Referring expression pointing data
=-=-=-=-=

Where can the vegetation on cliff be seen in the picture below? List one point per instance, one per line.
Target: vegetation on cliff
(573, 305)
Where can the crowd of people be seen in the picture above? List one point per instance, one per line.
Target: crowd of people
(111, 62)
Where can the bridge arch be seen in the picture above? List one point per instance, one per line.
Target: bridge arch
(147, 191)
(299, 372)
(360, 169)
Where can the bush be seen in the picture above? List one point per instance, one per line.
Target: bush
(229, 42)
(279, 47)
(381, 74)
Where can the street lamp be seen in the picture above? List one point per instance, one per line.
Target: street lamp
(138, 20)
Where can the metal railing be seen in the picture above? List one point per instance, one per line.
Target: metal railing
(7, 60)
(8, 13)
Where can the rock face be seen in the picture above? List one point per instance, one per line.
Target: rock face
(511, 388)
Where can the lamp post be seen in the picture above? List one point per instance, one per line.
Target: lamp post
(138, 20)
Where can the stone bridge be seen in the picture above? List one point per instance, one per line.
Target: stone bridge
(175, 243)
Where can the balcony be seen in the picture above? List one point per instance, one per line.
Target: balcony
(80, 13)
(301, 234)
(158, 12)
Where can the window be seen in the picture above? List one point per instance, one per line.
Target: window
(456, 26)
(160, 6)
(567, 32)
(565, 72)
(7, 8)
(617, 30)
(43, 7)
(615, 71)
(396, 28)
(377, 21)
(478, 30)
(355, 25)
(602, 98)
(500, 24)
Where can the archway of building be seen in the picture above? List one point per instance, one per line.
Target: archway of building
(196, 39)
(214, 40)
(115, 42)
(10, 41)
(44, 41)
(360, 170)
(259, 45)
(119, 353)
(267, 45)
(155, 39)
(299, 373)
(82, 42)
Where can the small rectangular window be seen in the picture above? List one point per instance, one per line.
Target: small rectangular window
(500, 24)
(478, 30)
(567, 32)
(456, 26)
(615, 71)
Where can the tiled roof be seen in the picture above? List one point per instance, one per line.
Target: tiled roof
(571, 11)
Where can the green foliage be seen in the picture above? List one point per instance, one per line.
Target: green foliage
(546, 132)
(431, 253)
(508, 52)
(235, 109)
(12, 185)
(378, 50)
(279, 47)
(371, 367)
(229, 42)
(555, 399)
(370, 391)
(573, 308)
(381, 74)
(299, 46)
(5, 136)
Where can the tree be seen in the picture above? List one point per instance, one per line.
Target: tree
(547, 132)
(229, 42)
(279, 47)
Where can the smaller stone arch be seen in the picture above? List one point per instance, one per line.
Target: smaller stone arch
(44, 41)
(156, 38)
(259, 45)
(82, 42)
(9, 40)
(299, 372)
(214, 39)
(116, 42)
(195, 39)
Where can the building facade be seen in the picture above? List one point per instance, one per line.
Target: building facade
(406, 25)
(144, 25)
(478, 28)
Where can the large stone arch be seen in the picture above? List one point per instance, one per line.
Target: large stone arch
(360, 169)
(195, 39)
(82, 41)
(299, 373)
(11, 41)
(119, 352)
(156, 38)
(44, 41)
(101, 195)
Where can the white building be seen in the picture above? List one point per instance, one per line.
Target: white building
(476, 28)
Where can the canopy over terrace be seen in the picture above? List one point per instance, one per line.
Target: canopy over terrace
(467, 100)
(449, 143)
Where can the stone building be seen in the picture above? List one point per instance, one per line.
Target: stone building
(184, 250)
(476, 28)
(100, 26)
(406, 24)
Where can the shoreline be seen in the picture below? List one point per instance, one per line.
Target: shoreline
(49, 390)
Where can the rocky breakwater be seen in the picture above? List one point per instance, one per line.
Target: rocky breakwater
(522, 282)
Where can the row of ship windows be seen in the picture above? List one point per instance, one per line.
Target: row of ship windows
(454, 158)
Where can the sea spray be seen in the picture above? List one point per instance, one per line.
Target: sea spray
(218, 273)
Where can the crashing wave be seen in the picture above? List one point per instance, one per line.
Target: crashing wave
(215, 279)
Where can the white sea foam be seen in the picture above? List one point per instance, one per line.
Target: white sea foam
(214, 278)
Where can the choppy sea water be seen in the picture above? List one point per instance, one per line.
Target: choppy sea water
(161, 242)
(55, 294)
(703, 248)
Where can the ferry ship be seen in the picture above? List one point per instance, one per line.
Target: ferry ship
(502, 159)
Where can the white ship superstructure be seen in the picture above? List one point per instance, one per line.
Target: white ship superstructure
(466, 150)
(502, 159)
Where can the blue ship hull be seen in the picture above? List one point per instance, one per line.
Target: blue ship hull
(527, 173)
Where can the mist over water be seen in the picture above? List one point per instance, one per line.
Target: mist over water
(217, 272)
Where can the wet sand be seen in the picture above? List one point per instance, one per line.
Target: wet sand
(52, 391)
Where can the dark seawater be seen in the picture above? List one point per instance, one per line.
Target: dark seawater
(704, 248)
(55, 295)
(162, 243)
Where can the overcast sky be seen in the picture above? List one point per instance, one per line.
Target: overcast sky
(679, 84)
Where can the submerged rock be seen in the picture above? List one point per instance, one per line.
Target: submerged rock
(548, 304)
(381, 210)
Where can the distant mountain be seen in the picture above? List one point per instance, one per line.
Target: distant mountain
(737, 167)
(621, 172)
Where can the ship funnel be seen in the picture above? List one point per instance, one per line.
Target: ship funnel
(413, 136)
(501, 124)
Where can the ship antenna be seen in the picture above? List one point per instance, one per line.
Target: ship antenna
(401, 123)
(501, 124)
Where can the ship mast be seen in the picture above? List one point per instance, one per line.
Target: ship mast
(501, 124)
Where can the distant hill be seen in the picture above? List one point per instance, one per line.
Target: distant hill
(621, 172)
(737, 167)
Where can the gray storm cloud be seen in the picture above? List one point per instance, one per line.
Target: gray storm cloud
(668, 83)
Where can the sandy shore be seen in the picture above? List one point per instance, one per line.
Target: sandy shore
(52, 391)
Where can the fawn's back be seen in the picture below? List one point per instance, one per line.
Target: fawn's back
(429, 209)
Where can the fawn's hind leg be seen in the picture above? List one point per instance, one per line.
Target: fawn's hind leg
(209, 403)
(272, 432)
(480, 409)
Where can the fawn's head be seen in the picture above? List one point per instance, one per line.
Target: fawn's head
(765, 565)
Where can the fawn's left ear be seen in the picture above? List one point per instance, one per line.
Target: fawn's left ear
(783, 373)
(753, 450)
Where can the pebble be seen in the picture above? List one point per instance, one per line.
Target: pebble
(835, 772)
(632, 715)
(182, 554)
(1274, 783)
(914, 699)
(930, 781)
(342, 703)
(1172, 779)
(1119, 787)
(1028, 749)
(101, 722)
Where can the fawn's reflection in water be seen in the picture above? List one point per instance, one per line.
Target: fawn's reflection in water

=-=-=-=-=

**Task brief:** Lines containing the word "below": copy every one of them from the records above.

**Answer to the problem:**
Where can the vegetation on cliff be seen in the picture below? List one point per instance, one per line.
Where can the shoreline be seen in the picture below? List one point per instance, one per line.
Where can the fawn's back be seen in the picture below? List one point per instance, one per line.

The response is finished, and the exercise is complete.